Stated task » Write out precisely the lines beginning with the line that contains "For practice, label the black water" and ending with the last line of the entries, and no other lines.

** Start Given records **

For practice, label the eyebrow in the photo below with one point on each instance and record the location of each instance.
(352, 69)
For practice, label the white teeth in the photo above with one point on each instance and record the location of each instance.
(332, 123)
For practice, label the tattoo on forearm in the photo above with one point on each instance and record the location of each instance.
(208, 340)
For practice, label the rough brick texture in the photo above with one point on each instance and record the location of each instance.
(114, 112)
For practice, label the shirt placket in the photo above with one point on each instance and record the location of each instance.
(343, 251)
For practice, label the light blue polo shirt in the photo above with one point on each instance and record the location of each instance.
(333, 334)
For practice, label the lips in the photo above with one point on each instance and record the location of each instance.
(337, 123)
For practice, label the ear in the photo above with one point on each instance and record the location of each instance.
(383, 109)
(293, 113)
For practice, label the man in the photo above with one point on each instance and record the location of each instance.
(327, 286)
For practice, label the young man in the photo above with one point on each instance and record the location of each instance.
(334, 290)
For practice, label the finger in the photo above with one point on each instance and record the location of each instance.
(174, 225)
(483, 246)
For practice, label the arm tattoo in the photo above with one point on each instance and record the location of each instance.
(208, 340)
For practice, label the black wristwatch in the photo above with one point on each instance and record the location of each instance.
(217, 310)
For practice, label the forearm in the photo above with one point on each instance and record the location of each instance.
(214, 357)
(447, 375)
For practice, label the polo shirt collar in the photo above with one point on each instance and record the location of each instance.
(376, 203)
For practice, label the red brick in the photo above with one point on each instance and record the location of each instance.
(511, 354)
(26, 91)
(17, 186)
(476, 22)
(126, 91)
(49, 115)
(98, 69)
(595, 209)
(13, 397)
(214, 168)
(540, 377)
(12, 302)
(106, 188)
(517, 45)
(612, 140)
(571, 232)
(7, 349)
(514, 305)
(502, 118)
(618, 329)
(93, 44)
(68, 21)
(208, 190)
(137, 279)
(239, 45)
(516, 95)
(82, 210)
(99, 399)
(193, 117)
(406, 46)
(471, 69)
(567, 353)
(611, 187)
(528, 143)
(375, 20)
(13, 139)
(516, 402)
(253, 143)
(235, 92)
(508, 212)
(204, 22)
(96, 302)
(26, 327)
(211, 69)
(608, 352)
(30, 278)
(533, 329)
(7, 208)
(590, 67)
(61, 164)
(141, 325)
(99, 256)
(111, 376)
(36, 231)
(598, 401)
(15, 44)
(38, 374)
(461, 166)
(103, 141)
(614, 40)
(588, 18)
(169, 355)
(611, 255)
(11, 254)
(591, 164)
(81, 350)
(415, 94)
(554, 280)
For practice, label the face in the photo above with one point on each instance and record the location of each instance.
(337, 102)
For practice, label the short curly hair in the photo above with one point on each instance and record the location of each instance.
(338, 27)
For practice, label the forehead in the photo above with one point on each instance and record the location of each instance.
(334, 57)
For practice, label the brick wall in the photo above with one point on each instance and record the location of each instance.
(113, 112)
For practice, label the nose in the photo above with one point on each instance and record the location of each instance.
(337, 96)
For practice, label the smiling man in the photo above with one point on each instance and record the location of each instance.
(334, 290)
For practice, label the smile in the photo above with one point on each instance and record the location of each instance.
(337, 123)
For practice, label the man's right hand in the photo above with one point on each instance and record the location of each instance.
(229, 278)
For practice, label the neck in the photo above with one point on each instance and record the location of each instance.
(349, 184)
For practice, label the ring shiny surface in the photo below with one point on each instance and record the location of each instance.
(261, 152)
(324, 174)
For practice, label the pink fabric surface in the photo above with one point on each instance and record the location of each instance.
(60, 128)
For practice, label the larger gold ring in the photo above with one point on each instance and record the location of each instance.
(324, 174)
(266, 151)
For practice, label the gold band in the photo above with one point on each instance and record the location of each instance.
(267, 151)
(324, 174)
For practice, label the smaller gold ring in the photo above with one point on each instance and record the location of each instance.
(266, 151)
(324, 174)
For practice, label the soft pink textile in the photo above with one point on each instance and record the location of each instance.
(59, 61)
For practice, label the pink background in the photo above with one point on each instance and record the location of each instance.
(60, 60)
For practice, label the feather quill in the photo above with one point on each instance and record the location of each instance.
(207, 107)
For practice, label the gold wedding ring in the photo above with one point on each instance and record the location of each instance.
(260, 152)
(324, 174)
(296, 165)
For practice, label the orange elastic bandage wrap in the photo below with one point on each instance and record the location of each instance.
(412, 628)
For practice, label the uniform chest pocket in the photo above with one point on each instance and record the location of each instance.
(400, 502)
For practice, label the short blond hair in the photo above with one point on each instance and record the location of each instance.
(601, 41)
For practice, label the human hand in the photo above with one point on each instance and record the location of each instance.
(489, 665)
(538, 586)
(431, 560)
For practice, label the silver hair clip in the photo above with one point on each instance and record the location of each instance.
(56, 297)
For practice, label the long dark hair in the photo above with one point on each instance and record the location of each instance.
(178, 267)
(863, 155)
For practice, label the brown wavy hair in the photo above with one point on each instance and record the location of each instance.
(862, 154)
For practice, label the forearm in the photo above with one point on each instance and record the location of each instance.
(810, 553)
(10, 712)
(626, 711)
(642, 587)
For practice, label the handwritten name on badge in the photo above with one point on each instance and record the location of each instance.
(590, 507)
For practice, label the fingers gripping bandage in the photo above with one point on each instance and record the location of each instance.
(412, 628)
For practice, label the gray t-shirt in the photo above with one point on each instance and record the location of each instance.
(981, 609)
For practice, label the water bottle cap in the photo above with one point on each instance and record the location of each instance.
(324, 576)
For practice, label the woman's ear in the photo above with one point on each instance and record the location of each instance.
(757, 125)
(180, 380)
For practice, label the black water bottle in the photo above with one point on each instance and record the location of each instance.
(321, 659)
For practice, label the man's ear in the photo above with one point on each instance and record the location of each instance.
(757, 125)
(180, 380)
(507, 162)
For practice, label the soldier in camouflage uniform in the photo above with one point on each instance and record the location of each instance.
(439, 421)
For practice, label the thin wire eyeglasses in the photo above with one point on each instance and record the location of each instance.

** End Given records **

The response »
For practice, label the black water bottle in the photo above with one point on each instance and record the location of each instance.
(321, 659)
For practice, label the man's ear in the photo above with one point on each instance and record the location of each instance.
(757, 125)
(180, 380)
(507, 162)
For practice, label the soldier in camouflage uniform in the photo above with one point on each instance and record the location of each instance.
(439, 421)
For practice, label the thin wire eyeglasses in the photo above with one point on each instance and record the location of each instance.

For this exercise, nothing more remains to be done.